__Written task__
Everything from the line with "Target: led headlight accent" through the last line of the records below should be copied exactly, both ends included.

§ §

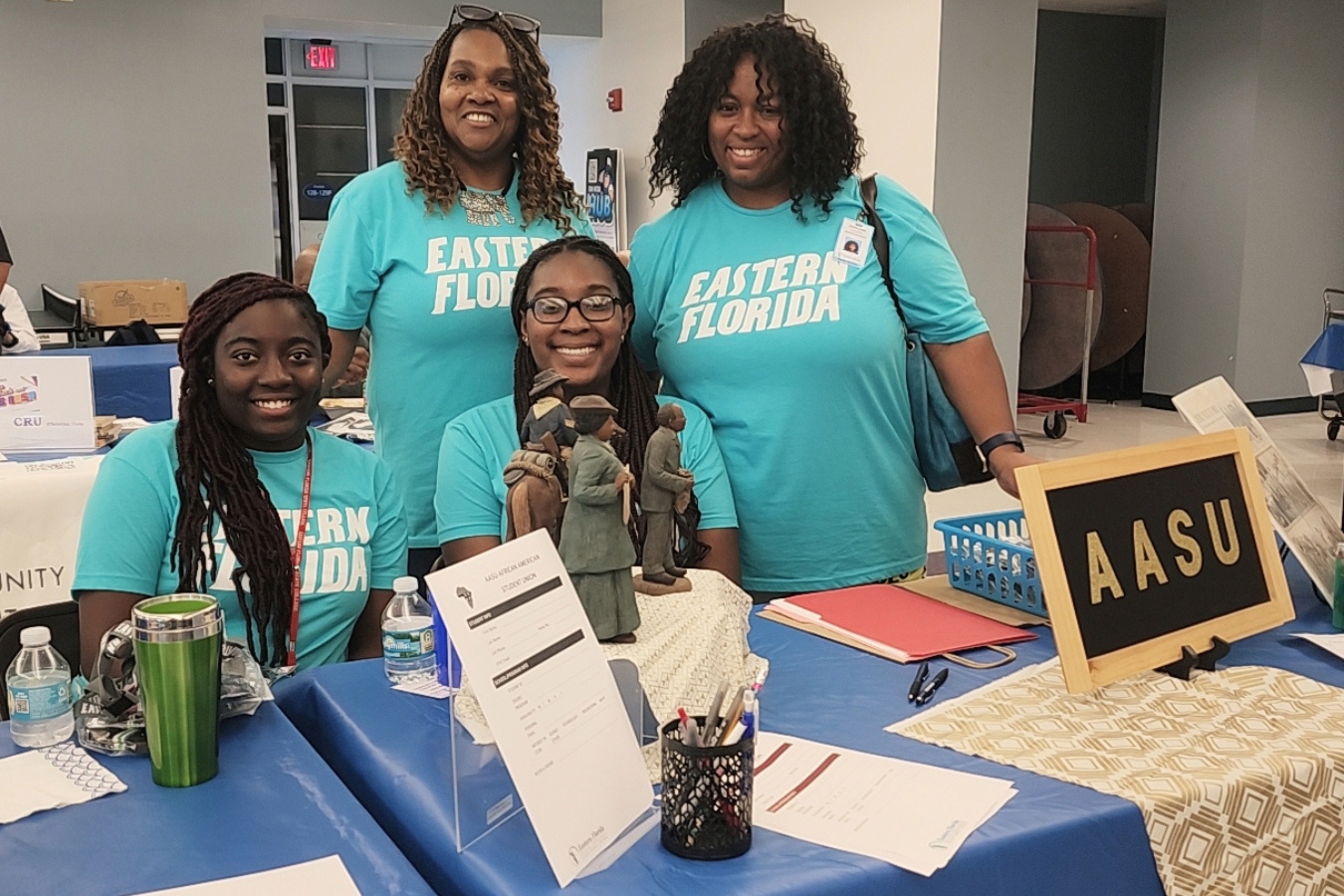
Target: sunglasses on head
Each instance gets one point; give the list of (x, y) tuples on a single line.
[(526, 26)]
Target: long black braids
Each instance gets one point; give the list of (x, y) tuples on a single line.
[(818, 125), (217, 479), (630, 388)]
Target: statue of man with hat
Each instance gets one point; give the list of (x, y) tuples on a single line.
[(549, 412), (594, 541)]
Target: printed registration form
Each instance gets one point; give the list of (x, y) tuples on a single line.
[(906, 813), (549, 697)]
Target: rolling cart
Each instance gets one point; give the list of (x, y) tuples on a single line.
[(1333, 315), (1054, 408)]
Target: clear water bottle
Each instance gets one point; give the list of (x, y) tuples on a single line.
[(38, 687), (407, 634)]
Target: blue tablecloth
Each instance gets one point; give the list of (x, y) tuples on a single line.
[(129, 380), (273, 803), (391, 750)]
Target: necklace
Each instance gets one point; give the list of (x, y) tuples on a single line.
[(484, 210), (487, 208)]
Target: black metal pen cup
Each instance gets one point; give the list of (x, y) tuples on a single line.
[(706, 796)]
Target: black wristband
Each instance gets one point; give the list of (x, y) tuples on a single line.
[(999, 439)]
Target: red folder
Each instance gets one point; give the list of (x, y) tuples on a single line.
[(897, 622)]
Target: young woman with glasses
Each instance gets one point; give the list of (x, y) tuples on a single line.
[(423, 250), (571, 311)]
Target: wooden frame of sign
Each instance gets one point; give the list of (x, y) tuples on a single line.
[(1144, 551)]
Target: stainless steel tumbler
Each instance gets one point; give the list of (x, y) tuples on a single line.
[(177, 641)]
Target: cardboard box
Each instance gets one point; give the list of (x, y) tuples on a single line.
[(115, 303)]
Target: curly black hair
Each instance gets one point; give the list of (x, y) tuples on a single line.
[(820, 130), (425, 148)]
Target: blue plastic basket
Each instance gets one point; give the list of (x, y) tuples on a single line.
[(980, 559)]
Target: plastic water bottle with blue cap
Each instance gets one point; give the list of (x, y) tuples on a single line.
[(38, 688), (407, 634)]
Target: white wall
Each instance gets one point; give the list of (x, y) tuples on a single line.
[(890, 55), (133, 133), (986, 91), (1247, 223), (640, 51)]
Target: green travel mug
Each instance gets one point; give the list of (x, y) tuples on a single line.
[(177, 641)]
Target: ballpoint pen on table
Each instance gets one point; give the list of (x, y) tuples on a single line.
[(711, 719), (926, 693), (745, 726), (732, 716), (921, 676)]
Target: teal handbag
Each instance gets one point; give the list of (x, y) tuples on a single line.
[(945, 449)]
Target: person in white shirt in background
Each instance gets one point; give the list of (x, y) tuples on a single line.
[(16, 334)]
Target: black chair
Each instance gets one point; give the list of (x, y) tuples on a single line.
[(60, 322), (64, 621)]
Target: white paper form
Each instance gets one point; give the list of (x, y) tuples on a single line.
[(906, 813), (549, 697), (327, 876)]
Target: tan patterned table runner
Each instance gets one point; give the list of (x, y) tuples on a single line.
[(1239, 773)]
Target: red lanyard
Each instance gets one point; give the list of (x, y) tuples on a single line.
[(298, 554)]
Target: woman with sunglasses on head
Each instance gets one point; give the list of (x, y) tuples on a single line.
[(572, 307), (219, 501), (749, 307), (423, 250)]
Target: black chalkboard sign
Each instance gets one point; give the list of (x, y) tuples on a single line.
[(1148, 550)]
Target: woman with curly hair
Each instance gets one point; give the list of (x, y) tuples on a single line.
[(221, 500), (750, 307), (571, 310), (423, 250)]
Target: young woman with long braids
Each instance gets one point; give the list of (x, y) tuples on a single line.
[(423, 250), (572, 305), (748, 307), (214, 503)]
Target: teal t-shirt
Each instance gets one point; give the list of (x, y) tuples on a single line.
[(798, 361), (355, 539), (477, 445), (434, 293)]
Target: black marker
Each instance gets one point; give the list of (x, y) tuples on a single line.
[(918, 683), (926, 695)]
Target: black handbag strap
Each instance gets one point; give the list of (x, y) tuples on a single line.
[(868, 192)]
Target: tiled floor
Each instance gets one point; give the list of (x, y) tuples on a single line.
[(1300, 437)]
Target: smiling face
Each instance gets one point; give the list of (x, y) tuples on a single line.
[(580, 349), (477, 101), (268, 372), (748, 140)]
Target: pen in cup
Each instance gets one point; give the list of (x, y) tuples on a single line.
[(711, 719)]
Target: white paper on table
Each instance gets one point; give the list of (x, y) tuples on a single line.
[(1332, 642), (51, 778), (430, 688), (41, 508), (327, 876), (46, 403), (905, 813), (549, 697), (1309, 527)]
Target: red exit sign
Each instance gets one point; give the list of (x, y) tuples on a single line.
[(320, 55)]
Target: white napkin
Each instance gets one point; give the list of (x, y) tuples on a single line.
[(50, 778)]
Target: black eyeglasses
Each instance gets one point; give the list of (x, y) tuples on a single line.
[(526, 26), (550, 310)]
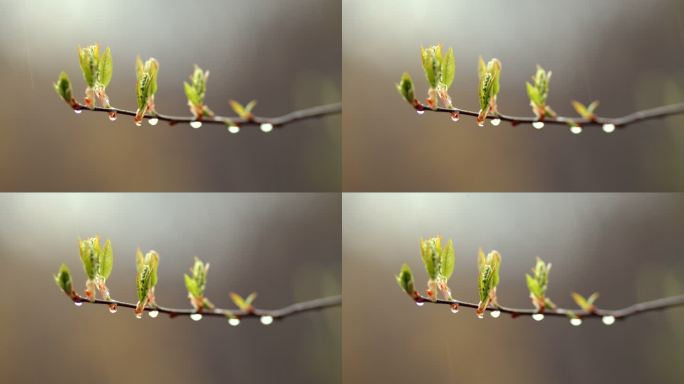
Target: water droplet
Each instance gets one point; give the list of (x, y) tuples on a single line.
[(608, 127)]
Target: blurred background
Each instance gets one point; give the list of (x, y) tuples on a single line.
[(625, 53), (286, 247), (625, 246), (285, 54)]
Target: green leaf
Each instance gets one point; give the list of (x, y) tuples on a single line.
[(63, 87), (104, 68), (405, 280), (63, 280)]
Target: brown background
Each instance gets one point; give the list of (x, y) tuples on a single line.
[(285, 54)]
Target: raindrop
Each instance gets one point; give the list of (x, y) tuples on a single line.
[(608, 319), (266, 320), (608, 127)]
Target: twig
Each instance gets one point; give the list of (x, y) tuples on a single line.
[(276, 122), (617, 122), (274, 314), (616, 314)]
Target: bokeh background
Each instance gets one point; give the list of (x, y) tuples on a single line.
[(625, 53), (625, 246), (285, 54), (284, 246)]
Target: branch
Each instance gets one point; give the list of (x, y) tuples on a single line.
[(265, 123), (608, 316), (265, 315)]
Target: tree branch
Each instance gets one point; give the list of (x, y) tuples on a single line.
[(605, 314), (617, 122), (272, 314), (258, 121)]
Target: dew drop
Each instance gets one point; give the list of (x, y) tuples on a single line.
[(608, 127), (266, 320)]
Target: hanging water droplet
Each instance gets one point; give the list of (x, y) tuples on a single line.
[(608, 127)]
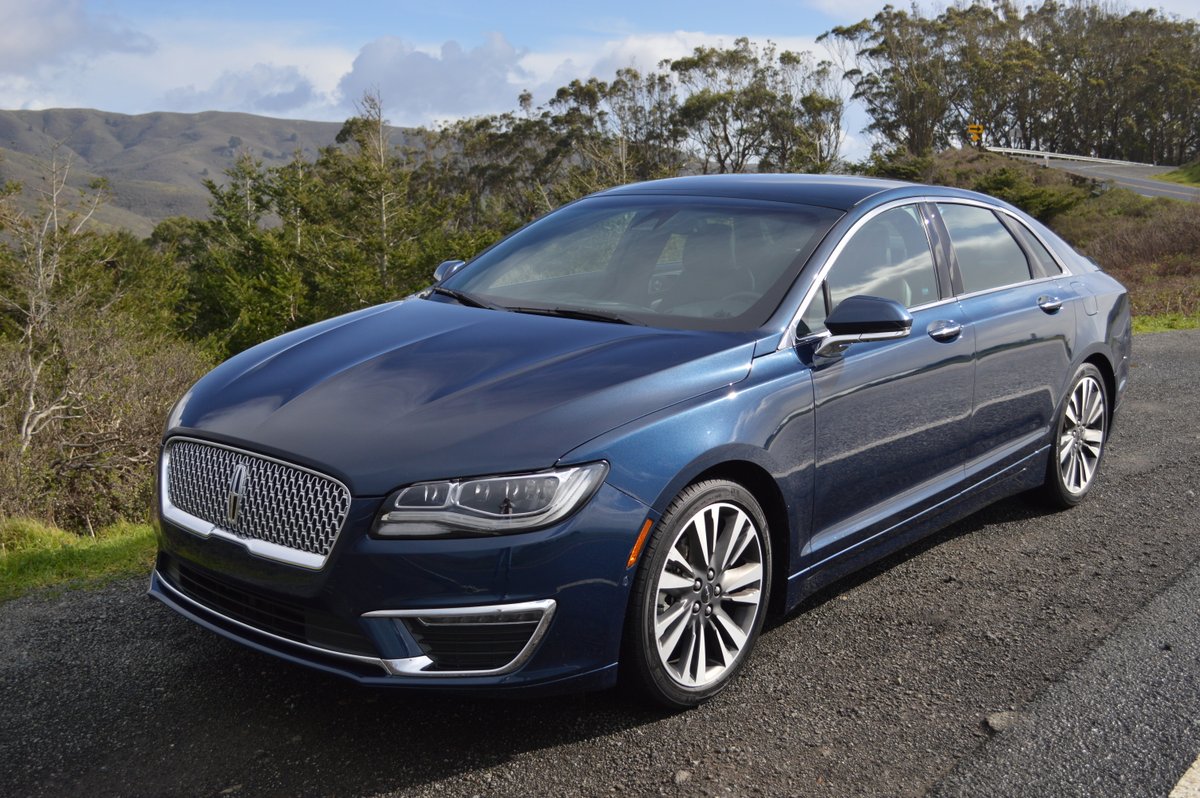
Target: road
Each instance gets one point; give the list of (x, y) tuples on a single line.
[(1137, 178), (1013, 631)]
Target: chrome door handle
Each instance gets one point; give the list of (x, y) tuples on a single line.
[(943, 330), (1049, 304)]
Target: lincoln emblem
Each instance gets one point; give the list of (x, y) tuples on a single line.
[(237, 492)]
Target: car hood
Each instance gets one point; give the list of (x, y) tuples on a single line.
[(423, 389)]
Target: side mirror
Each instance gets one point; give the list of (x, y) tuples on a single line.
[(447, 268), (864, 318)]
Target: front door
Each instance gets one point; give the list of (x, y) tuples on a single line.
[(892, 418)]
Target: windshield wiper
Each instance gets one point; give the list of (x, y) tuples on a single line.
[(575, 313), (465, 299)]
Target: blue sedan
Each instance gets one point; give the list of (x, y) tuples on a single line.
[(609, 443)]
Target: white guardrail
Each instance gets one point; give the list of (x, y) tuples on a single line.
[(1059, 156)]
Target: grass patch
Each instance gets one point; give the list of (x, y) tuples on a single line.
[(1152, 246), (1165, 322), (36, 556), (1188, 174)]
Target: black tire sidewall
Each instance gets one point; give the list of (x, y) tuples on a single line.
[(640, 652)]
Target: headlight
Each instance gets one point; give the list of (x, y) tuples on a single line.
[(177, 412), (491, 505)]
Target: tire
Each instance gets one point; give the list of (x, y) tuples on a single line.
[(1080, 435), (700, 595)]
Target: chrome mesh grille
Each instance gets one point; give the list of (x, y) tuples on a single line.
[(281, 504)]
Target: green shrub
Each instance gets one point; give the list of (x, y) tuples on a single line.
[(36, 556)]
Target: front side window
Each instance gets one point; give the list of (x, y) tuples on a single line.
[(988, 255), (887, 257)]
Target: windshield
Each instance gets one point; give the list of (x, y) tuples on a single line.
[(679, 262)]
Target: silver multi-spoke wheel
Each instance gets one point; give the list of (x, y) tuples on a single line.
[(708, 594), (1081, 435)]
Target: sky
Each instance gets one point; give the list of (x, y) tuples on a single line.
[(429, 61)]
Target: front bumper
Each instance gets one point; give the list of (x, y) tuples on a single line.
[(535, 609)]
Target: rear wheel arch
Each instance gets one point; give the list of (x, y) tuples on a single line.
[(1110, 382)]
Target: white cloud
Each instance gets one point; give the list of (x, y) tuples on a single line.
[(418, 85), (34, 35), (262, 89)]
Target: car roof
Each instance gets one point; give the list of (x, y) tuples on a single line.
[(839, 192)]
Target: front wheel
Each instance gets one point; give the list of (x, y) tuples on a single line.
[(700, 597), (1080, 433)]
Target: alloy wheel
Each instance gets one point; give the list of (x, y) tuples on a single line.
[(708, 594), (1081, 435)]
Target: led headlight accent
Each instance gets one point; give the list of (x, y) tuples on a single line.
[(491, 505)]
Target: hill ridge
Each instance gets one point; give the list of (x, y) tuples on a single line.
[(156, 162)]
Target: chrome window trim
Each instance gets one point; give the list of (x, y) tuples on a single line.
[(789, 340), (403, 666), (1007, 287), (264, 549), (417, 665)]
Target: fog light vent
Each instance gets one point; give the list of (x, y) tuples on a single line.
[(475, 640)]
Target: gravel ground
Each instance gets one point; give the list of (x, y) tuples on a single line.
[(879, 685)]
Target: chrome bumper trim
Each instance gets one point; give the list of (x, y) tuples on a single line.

§ §

__Response__
Target: led headlight accent
Each instance gets one point; give the list of (x, y) tuples on a single line.
[(491, 505)]
Target: hill ridge
Each instance gets one point; give the list of (x, y) tuples on a single line.
[(156, 162)]
Target: chrome window trim
Each instance gets one point; give the list of (x, y) tuples on a single line.
[(789, 340), (403, 666), (1007, 287), (264, 549), (417, 665)]
Target: fog light vent
Each instance gets one point; give the list of (x, y) tuples on a single line.
[(475, 640)]
Target: gravel ground
Each instance gets one point; give the list of (x, y) tuples on a single line.
[(879, 685)]
Target: chrome bumper trim
Each instance gets one point; give the list of (x, y) tuples on a single line.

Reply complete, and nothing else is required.